**Consignes**
A. Recopiez sans rien changer le passage de l'extrait sur les programmes de mathématiques qui va de « Au moment de » à « à ce sujet. ».
B. Répondez aux questions suivantes sur l'extrait consacré aux programmes de mathématiques :
(i) De quelle année datent les textes qui prétendaient fournir, dans la 1ère colonne, les « connaissances et compétences associées » ?
(ii) Avec quels instruments le programme du cycle 3 demande-t-il de tracer la droite parallèle à une droite donnée ?
(iii) Quelle propriété de la multiplication l'exemple « 3 x 5 x 2, c'est pareil que 3 x 10 » évoque-t-il ?

**Extrait de page**
Au moment de détailler les attendus de fin de cycle, les textes de 2015 prétendaient fournir dans la 1ère colonne les "connaissances et compétences associées". On avait bien du mal à distinguer ensuite ce qui relevait des connaissances (en référence à des savoirs mathématiques) et ce qui relevait des compétences (ou plutôt des savoir-faire). Alors que le projet pour le cycle 4 tente une clarification en énonçant d'abord des connaissances et ensuite des compétences associées, ceux des cycles 2 et 3 n'apportent toujours pas d'éclairage à ce sujet.

 

Un exemple, pris en géométrie au cycle 3, permet d'illustrer cette problématique. Le programme mentionne le parallélisme (on serait du côté du savoir) et "Tracer avec la règle et l'équerre la droite parallèle à une droite donnée passant pas un point donné" (on serait du côté des compétences). Si la compétence (savoir-faire) est précise, le savoir l'est beaucoup moins, faute d'une mention claire des propriétés du parallélisme qui doivent être connues à la fin du cycle 3 (droites qui ne croisent pas, droites dont l'écart est constant – sous réserve de la définition de cet écart ! -, droites perpendiculaires à une même droite…). Il faut pourtant disposer de la dernière des propriétés évoquées pour comprendre la compétence énoncée.

 

Un autre exemple éclairant peut être emprunté au domaine du calcul. Ici le programme du cycle 2 évoque bien un savoir formulé par "Propriétés implicites des opérations" et il fournit une liste sous forme d'exemples. Le deuxième de ces exemples est "3 x 5 x 2, c'est pareil que 3 x 10". Il y a en effet beaucoup d'implicite dans cet exemple qui évoque la propriété d'associativité de la multiplication ! Pour être plus éclairant, il faudrait au moins affirmer que "3 x 5 x 2, c'est pareil que 15 x 2 et aussi pareil que 3 x 10" ou mieux encore, d'expliciter de façon plus générale que, pour calculer un produit de 3 facteurs les deux façons de regrouper les facteurs conduisent au même résultat et il serait sans doute utile de préciser à destination des seuls enseignants le nom de la propriété utilisée. Cette propriété reconnue peut alors être mise à profit pour élaborer des stratégies de calcul mental ou en ligne par décomposition et recomposition des facteurs d'un produit. Ainsi, à la fin du cycle 2, 5 x 12 peut être remplacé par 5 x (2 x 6) et calculé comme (5 x 2) x 6 égal à 10 x 6. Si l'usage des parenthèses est trop délicat pour les élèves, un arbre de calcul peut servir de support à la suite des calculs effectués. Une propriété, mise en évidence sur des exemples, gagne à être formulée verbalement de façon plus générale pour être utilisable dans d'autres calculs. On peut de la même façon évoquer une autre propriété de la multiplication (la distributivité sur l'addition) qui permet de traiter autrement ce même calcul : 5 x 12 = 5 x (10 + 2)  = (5 x 10) + (5 x 2) = 50 + 10.

**Données**
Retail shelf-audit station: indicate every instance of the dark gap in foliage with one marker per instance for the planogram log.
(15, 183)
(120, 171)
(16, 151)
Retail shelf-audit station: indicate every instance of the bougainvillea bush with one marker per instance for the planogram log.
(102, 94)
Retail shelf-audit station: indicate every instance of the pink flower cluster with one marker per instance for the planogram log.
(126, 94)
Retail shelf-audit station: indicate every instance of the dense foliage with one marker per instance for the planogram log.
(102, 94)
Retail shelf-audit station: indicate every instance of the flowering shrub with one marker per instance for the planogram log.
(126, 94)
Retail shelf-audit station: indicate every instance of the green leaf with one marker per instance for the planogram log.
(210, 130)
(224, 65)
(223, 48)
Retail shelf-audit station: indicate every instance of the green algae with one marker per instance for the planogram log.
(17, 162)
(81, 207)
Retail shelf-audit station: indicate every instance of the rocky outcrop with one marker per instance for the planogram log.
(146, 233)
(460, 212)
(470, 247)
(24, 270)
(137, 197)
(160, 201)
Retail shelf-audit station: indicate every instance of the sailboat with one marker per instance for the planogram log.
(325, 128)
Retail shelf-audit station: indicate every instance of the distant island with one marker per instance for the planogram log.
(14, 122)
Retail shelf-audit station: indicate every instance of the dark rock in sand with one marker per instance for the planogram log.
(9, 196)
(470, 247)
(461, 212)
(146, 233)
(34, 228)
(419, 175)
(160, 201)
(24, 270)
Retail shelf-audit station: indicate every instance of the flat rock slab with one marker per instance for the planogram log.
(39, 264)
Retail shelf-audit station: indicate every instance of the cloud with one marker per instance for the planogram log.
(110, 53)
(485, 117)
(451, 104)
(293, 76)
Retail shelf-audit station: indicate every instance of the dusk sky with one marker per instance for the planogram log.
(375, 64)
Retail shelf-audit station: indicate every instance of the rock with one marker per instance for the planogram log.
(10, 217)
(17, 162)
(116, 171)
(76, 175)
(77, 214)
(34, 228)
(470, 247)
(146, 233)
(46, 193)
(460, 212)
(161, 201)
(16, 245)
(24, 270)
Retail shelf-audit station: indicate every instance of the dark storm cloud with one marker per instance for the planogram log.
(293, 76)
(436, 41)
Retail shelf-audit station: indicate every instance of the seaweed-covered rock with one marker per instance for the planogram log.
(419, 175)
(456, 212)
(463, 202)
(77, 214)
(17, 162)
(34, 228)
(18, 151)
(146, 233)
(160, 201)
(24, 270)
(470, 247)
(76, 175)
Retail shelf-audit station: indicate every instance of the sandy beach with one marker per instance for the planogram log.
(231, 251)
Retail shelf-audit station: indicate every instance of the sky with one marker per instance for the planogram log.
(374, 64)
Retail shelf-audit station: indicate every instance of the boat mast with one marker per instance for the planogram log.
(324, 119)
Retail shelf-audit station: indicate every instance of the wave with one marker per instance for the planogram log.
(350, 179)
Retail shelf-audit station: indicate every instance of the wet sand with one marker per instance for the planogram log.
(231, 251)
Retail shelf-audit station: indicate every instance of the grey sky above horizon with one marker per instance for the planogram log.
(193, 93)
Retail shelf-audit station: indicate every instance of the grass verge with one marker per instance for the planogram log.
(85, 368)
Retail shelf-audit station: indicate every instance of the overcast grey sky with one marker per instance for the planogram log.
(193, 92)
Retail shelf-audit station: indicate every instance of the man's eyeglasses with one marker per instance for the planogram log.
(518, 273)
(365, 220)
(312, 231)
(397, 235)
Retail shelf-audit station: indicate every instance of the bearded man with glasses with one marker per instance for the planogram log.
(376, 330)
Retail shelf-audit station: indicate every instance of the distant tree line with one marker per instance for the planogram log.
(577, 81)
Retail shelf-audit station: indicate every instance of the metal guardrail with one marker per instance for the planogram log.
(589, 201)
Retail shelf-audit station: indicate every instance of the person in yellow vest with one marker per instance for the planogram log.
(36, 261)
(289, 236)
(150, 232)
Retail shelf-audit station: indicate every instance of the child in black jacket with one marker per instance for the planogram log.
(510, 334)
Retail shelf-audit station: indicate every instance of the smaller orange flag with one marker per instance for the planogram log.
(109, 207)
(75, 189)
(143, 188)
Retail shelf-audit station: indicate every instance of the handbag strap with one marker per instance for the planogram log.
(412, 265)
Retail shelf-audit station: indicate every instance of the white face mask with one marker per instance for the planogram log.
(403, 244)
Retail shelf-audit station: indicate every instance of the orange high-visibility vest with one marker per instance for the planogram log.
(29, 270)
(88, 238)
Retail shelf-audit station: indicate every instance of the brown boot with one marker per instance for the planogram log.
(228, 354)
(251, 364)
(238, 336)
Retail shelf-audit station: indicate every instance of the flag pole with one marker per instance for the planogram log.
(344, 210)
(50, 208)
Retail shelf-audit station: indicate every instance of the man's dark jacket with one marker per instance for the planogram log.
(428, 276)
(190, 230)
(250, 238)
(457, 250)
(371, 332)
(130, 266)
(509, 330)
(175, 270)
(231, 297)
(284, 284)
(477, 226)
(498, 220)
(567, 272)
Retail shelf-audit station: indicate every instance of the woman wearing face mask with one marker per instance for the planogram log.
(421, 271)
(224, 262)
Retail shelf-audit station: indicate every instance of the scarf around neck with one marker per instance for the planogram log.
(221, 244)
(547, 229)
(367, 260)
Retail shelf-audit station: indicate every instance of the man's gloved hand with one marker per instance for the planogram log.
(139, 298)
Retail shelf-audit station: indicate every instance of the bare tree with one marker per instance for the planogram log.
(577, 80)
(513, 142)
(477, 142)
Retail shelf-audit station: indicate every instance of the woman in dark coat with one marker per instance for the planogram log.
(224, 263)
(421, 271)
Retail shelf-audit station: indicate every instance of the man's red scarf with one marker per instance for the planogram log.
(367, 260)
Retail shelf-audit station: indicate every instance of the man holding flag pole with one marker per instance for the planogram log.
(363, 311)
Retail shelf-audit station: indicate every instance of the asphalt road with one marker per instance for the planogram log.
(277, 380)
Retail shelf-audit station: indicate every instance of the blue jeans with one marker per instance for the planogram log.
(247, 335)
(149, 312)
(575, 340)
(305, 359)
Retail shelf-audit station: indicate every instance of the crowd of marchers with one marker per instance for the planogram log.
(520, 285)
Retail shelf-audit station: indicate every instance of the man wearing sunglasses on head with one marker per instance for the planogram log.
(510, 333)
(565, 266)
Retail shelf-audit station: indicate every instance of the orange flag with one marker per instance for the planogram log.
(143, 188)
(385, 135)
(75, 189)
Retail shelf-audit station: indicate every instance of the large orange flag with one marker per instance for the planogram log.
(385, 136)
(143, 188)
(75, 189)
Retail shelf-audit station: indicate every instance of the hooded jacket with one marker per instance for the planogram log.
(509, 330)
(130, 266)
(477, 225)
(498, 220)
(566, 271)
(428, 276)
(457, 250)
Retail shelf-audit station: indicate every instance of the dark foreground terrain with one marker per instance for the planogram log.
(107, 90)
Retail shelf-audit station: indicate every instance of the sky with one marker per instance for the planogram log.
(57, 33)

**Réponses détaillées**
A.
Au moment de détailler les attendus de fin de cycle, les textes de 2015 prétendaient fournir dans la 1ère colonne les "connaissances et compétences associées". On avait bien du mal à distinguer ensuite ce qui relevait des connaissances (en référence à des savoirs mathématiques) et ce qui relevait des compétences (ou plutôt des savoir-faire). Alors que le projet pour le cycle 4 tente une clarification en énonçant d'abord des connaissances et ensuite des compétences associées, ceux des cycles 2 et 3 n'apportent toujours pas d'éclairage à ce sujet.

B.
(i) 2015.
(ii) La règle et l'équerre.
(iii) L'associativité de la multiplication.